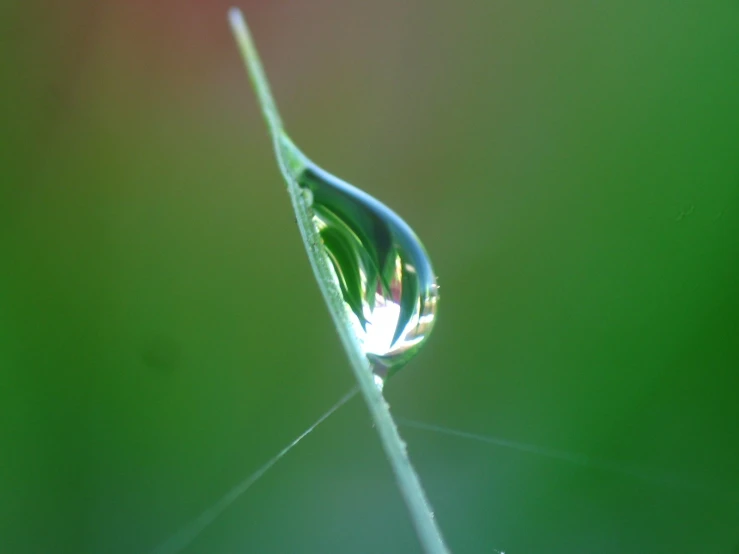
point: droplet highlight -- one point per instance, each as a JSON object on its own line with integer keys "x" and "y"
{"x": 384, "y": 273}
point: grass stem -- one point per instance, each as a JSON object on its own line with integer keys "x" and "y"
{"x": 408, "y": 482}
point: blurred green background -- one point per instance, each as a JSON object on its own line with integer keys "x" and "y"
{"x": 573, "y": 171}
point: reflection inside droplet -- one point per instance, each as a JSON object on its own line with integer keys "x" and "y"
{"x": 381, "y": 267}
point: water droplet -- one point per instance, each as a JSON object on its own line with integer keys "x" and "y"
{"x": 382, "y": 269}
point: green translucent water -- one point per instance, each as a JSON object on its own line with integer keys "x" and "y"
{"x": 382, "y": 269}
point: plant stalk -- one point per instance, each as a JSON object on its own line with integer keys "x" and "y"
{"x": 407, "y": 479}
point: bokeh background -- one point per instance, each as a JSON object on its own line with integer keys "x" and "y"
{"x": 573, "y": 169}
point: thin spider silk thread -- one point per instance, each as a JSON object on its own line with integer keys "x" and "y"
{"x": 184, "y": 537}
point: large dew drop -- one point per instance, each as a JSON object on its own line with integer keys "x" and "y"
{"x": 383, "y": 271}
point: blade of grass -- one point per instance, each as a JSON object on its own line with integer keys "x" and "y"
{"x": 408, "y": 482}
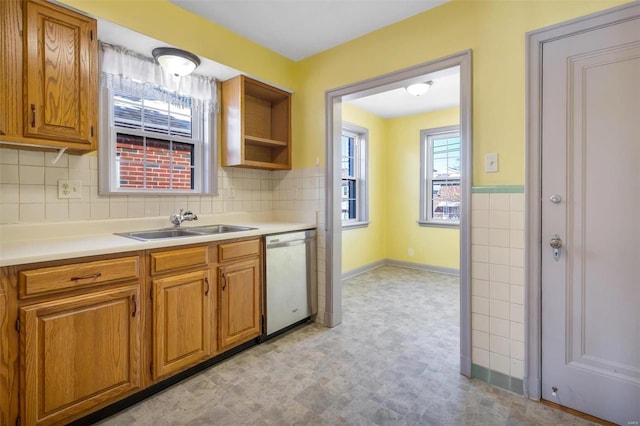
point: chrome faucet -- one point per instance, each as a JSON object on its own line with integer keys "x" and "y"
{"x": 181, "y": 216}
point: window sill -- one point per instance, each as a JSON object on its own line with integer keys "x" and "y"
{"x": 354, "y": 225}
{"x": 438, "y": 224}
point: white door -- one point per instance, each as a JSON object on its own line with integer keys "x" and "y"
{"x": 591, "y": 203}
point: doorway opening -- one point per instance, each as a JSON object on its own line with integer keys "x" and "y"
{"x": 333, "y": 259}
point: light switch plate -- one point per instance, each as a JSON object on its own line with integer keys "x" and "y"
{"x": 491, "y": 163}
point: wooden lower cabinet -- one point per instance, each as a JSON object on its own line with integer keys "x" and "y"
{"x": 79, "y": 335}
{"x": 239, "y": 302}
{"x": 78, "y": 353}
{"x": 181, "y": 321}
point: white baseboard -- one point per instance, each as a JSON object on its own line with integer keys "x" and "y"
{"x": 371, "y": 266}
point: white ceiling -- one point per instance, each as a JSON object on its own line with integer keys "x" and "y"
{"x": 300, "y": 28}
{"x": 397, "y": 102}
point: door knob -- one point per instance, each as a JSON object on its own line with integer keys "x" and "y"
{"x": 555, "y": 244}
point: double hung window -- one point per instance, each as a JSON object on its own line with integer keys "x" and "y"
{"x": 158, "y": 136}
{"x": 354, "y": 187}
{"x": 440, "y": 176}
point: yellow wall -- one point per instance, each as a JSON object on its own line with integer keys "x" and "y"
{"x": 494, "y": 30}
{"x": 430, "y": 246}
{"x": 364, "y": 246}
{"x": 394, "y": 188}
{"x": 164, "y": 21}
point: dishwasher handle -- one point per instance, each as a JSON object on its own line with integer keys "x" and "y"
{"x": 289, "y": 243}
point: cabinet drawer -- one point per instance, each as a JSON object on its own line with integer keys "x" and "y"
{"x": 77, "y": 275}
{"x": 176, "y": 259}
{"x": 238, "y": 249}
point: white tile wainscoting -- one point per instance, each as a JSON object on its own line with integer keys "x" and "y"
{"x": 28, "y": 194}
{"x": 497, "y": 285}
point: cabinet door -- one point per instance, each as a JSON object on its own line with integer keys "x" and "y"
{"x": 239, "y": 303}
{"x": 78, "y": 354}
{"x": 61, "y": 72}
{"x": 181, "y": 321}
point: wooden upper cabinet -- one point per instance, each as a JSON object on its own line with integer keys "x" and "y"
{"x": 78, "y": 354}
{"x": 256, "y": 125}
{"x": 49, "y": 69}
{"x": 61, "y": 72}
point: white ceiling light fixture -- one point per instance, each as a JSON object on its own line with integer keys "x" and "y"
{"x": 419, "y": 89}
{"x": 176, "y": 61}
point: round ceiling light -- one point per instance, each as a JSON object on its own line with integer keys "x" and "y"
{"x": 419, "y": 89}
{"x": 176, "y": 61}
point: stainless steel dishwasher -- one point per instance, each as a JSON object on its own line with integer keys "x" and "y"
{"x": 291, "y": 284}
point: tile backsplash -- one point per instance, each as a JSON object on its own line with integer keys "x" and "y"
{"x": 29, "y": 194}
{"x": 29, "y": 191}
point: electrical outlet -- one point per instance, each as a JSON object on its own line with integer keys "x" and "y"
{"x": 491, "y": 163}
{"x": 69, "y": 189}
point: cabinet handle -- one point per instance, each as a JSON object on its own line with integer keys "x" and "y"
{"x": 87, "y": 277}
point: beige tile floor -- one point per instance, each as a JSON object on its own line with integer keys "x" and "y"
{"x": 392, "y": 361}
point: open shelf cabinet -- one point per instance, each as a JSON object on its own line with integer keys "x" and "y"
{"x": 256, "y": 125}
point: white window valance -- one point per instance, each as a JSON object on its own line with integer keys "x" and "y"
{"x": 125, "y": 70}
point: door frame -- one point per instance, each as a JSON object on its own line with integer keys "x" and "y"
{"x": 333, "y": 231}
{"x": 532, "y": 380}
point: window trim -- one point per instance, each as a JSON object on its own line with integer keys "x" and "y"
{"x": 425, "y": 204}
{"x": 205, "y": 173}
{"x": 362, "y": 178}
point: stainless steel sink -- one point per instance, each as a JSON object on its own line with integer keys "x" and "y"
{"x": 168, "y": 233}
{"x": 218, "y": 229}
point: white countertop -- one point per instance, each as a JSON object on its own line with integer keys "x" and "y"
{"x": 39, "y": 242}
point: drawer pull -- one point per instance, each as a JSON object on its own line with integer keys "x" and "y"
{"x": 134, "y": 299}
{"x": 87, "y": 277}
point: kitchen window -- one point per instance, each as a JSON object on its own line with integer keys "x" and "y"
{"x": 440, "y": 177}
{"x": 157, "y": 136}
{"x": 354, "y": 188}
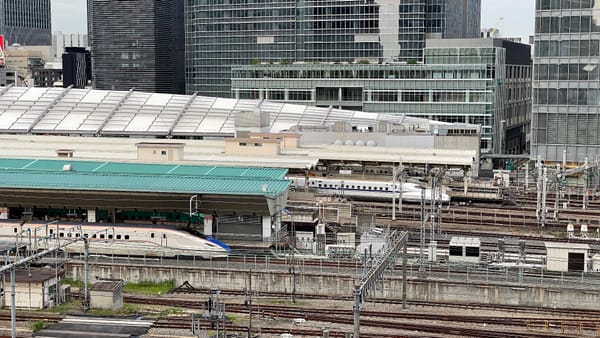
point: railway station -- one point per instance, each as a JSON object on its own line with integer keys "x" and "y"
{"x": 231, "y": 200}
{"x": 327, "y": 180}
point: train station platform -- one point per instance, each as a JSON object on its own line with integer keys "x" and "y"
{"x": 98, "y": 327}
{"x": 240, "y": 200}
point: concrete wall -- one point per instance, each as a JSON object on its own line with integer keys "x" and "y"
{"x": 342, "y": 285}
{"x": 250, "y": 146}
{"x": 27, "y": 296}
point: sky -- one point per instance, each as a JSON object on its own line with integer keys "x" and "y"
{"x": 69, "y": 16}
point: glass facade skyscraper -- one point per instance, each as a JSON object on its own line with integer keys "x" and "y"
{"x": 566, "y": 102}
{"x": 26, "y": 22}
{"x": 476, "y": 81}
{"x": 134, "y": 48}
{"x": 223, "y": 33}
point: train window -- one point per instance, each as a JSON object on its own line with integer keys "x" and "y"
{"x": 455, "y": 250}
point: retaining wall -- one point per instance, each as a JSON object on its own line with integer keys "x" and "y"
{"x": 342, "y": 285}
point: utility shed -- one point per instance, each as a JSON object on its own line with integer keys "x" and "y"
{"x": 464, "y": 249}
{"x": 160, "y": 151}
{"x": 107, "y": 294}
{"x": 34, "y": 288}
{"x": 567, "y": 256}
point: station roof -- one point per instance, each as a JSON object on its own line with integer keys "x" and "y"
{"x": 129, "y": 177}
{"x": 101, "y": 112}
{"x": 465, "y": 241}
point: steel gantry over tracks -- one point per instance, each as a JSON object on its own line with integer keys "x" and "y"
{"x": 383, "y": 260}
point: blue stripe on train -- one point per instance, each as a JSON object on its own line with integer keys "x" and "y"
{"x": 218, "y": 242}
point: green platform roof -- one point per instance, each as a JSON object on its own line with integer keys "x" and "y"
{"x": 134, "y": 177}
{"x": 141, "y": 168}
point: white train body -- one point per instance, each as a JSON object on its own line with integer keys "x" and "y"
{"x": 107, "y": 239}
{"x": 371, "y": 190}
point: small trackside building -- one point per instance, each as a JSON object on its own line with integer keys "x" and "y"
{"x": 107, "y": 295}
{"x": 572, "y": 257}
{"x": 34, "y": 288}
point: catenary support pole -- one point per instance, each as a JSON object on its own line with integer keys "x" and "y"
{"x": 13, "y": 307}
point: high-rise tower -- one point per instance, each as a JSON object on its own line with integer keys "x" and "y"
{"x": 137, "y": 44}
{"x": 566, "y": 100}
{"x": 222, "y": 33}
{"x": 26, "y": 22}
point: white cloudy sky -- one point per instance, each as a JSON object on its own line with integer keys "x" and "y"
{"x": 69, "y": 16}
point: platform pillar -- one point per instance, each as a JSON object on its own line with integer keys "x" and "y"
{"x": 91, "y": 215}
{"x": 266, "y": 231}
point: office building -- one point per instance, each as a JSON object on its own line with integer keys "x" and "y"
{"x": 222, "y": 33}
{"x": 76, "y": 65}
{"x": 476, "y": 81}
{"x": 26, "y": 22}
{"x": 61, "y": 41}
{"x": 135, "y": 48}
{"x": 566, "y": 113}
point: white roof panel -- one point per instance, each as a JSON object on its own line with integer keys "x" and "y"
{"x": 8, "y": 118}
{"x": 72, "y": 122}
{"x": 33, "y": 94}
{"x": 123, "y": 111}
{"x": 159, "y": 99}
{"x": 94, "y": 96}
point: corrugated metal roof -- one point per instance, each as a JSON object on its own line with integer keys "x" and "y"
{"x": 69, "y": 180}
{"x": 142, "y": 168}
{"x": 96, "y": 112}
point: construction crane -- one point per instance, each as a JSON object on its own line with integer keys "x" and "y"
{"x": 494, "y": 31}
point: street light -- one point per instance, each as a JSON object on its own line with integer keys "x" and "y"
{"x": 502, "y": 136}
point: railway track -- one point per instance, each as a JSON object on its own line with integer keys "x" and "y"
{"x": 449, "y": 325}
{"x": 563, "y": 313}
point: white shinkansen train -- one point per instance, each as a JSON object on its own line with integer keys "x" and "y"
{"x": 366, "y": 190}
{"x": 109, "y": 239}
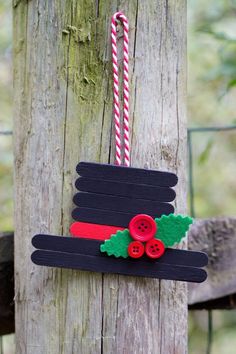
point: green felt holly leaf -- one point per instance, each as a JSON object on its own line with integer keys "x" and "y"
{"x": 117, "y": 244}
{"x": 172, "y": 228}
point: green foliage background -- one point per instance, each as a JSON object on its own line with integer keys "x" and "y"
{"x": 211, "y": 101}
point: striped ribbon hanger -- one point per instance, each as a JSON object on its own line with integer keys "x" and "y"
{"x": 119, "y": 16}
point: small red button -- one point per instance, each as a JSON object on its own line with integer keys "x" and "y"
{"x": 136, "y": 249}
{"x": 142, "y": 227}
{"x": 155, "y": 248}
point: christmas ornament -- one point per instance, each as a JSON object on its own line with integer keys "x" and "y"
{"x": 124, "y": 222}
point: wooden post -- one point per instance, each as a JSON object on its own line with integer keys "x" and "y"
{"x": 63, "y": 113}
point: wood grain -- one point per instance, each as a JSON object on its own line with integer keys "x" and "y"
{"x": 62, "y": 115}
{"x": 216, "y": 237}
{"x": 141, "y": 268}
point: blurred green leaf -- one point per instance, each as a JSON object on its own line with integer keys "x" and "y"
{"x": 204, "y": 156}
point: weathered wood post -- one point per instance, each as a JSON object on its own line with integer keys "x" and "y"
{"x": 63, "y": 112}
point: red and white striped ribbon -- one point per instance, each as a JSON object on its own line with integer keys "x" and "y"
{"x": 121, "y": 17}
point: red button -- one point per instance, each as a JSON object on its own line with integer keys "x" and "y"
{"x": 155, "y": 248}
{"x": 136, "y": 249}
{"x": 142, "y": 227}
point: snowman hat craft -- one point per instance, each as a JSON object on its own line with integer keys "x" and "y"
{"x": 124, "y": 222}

════════

[Work to do]
Pictures are not part of the copy; reproduce exactly and only the lines from the line containing "point: white shinkansen" through the end of the listing.

[Solution to this problem]
point: white shinkansen train -- one point per instance, each as a JSON object on its own line with integer keys "x" and "y"
{"x": 366, "y": 190}
{"x": 109, "y": 239}
point: green felt holly leaf -- one point per instance, each as a JSON object on its own line with integer keys "x" and "y"
{"x": 117, "y": 244}
{"x": 172, "y": 228}
point: green foliage background -- one point per instance, each as a JSON object on its own line with integer keys "x" and "y"
{"x": 211, "y": 101}
point: striped ribbon hanger -- one point per instance, each as a JSON object on its own line with integer keys "x" and "y"
{"x": 119, "y": 16}
point: small red button -- one point per instance, each as a JSON object on its own line with integer keys "x" and "y"
{"x": 136, "y": 249}
{"x": 142, "y": 227}
{"x": 155, "y": 248}
point: christmas ornament -- one point per instance, each as a JSON object on its own line with integer keys "x" and "y"
{"x": 124, "y": 222}
point: wooden post -- one point per instance, each as a JSON object on its own line with integer keys "x" and "y"
{"x": 63, "y": 113}
point: wood grain -- one point per instance, each as a JSON object on its own line with integer keys "x" and "y"
{"x": 62, "y": 115}
{"x": 216, "y": 237}
{"x": 141, "y": 268}
point: blurred green leaf -- one point per instance, each as a JSON object on its own line with integer keys "x" and "y"
{"x": 204, "y": 156}
point: weathered wood post -- one point per instance, each as a JSON object on its own line with integer keys "x" and "y"
{"x": 63, "y": 112}
point: red and white striped ribbon -- one point per instance, each as a JSON object on its own line with integer keys "x" and "y"
{"x": 121, "y": 17}
point: red button -- one point per instance, each as a JSON object on its own line with integer keys "x" and "y"
{"x": 155, "y": 248}
{"x": 136, "y": 249}
{"x": 142, "y": 227}
point: snowman hat craft -- one point per instance, each as a JSON object on its own line with integer keys "x" and "y"
{"x": 124, "y": 222}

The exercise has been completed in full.